ЗАДАНИЕ 1: Пожалуйста, перепишите без изменений отрывок о Русском театре, начиная со слов «А недавно после» и заканчивая словами «напрашивается сама собой.».

Логотип

«ТЕАТР âАУ ИСКУССТВО ДЛЯ ЛЮДЕЙ ОБРАЗОВАННЫХ»

На фестивале в Капане к нам подбежала завотделом культуры местной администрации: "Знаете, я только что вернулась с юбилейных гоголевских мероприятий в Петербурге. Там пошла на "Ревизора" нашего Русского театра. Вы не представляете, какой был успех! В зале почти не было армян, но спектакль – я считала – целых тринадцать раз прерывался аплодисментами.  Это такое счастье – сидишь и гордишься за свою страну!"

А недавно после сдачи двух дипломных спектаклей русского курса в театральном, прошедших на ура, ректор института предложил Александру ГРИГОРЯНУ взять курс армянский… Так что крамольная по нынешним временам мысль о том, что театр с лидером лучше, много лучше, чем театр без оного, напрашивается сама собой.

— Александр Самсонович, недавно ваш, а вернее, наш Русский театр удостоился главной театральной награды Петербурга – премии имени Кирилла Лаврова…

— Ежегодный фестиваль в Санкт-Петербурге имеет  и политическое, и творческое значение.    В прошлом году мы были на этом фестивале  с "Тремя сестрами", и, хотя получили очень высокую оценку критики, в конкурсной программе спектакль не участвовал.  А премия имени Лаврова, которая считается высшим театральным призом Петербурга, родилась только в этом году. Мы получили приглашение приехать с "Ревизором" и сначала были несколько растеряны – творческая группа в 35 человек. Но  российский МИД предоставил эти деньги, и мы поехали.

ЗАПИСИ:

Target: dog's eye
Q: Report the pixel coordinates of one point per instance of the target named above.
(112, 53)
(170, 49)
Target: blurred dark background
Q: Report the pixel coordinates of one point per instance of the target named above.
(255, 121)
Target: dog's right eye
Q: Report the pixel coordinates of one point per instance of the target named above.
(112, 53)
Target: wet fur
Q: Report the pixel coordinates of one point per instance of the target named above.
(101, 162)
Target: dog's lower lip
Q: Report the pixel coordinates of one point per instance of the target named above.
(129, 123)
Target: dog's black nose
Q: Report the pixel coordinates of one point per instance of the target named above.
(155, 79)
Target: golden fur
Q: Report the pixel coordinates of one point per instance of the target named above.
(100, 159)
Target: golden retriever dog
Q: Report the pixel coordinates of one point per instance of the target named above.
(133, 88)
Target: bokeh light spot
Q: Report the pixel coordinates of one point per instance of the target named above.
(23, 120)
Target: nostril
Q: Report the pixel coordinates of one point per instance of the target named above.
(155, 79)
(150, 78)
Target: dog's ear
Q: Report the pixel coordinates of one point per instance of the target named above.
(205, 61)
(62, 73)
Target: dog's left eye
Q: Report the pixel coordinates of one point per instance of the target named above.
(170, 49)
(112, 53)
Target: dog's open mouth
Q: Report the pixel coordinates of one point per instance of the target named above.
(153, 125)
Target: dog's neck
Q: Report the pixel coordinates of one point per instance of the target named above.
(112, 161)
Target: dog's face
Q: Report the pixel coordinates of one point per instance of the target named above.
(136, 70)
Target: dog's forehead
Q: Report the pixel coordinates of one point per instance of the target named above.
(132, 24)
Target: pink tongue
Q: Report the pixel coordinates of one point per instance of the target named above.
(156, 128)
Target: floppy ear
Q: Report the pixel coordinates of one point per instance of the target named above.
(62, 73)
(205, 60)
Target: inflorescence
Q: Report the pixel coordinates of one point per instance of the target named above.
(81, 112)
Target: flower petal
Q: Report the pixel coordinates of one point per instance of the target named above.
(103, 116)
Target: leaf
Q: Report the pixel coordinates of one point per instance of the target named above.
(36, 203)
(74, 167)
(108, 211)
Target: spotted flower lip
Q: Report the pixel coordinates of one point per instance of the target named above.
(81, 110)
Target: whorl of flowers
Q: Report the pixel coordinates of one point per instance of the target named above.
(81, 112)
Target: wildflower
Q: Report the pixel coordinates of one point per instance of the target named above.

ЗАДАНИЕ 2: Приведите только часть записей, начиная со строки, где стоит «Target: whorl of flowers», и заканчивая последней строкой записей, заменив в ней «whorl of flowers» на «flower whorl». Все остальное оставьте как есть.

ОТВЕТ 1:
А недавно после сдачи двух дипломных спектаклей русского курса в театральном, прошедших на ура, ректор института предложил Александру ГРИГОРЯНУ взять курс армянский… Так что крамольная по нынешним временам мысль о том, что театр с лидером лучше, много лучше, чем театр без оного, напрашивается сама собой.

ОТВЕТ 2:
Target: flower whorl
Q: Report the pixel coordinates of one point per instance of the target named above.
(81, 112)
Target: wildflower
Q: Report the pixel coordinates of one point per instance of the target named above.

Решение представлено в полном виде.